Instructions to follow:
Across all the entries below, count each line that holds "handrail" and report the figure only.

Material for the task:
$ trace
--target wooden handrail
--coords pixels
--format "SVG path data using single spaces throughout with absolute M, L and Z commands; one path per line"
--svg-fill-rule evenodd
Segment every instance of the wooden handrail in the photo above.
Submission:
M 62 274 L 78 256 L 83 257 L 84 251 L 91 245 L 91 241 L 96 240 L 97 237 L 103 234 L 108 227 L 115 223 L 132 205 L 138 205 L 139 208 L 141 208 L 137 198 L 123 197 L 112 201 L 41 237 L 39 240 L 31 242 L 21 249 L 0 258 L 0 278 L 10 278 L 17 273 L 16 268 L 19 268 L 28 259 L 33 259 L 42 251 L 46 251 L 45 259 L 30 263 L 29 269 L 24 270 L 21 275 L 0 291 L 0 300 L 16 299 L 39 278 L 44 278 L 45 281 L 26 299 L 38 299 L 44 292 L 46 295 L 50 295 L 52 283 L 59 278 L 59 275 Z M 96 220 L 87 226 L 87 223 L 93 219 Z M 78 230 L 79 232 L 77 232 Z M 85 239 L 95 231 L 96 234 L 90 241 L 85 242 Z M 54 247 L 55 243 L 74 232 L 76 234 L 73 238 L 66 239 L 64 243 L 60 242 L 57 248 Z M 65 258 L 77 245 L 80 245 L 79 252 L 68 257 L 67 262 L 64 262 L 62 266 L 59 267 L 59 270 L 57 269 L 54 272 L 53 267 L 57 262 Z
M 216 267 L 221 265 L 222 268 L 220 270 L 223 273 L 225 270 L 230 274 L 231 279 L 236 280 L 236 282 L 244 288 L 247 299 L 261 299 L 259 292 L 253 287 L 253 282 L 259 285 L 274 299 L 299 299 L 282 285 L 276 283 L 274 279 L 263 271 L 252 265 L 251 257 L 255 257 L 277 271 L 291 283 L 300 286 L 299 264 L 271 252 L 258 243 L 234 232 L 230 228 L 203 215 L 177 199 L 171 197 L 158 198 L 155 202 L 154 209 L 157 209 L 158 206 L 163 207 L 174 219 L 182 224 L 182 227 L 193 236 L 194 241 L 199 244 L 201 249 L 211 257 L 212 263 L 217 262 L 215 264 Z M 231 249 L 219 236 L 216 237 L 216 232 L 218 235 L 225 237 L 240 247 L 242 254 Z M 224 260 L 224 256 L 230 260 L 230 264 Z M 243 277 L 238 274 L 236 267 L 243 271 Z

Result of this task:
2